◆ **PROBLEM DESCRIPTION**: The records underneath are to be repeated exactly, with the pictures left out.

━━━━━ EXTRACTED RECORDS

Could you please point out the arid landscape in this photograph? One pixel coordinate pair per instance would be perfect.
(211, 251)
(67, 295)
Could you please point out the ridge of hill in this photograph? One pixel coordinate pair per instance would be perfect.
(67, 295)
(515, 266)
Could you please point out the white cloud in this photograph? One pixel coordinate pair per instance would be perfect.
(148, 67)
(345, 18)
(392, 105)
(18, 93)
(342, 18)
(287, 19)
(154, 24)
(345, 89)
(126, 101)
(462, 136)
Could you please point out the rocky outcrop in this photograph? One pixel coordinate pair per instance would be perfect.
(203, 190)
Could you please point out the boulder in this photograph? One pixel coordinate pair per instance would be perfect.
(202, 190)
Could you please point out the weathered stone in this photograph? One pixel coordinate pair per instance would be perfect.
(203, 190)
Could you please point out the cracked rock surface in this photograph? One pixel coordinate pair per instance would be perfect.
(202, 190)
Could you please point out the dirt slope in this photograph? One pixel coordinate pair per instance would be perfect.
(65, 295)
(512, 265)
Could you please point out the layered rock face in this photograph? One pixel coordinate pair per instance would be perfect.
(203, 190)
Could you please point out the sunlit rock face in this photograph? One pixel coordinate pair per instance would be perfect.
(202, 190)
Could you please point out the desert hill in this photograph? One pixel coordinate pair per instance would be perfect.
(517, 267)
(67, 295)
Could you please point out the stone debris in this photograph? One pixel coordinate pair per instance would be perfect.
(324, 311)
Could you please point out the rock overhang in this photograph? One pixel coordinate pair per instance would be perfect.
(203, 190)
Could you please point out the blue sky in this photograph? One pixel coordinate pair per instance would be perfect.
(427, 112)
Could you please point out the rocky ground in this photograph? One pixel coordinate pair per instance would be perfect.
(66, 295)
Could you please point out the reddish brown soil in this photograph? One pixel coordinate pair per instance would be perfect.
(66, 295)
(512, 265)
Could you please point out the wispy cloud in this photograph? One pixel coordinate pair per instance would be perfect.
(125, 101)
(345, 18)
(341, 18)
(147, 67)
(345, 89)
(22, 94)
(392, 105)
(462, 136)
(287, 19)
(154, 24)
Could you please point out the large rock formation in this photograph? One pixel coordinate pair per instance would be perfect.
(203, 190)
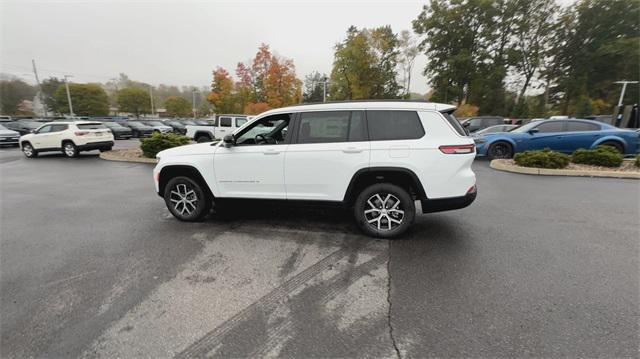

━━━━━━━━━━

◆ **WRITTEN RESPONSE**:
Could you please point out the arid landscape in this photograph? One pixel coordinate pair per instance would be perfect.
(211, 251)
(67, 295)
Could you please point out the ridge of hill in this photograph? One pixel coordinate pair per instance would be perfect.
(67, 295)
(515, 266)
Could you please point out the white cloud in this photograph? One pixel coordinate pair per instance would be perfect.
(148, 67)
(345, 18)
(392, 105)
(18, 93)
(342, 18)
(287, 19)
(154, 24)
(345, 89)
(126, 101)
(462, 136)
Could you please point out the rocky outcrop in this photograph? One pixel coordinate pair per instance would be perfect.
(203, 190)
Could you please point out the boulder in this photograph? One pixel coordinate pair per instance would be perfect.
(202, 190)
Could you please point out the weathered stone in this photograph? One pixel coordinate pair per instance would be perfect.
(203, 190)
Could you please point out the cracked rock surface in this photograph? One pixel coordinate pair per instance would be perfect.
(202, 190)
Could you please point out the dirt slope in this photograph? One pixel coordinate pair per instance would be perfect.
(65, 295)
(512, 265)
Could you please point out the layered rock face in this photograph? One pixel coordinate pair per instance would be perfect.
(203, 190)
Could you please point out the sunlit rock face in this photograph? One pixel coordinate pair per instance would be perfect.
(202, 190)
Could you please point out the desert hill in this photograph? One pixel coordinate pair per instance would be perfect.
(517, 267)
(67, 295)
Could you please point out the stone debris in this photograph? One pixel coordinate pair per instance would be perfect.
(324, 311)
Could you please point out the rock overhang in this photograph? One pixel coordinate pair per instance would be perfect.
(203, 190)
Could you please point out the blue sky in this photograph? One pixel coordinate pair per instance would be perfect.
(427, 112)
Could you please point out the rocky ground in this photograph? One pixel coordinate pair per instance would be perfect.
(66, 295)
Could you please point out the reddish brown soil in this photograph? One pixel coordinate pair per instance would be perfect.
(66, 295)
(512, 265)
Could you please point out the wispy cloud in this photograph? One pixel coordinate pair per instance would be perfect.
(125, 101)
(345, 18)
(341, 18)
(147, 67)
(345, 89)
(22, 94)
(392, 105)
(462, 136)
(287, 19)
(154, 24)
Could you please point out the large rock formation in this photograph? One pixel coordinate pair per instance would be perfect.
(203, 190)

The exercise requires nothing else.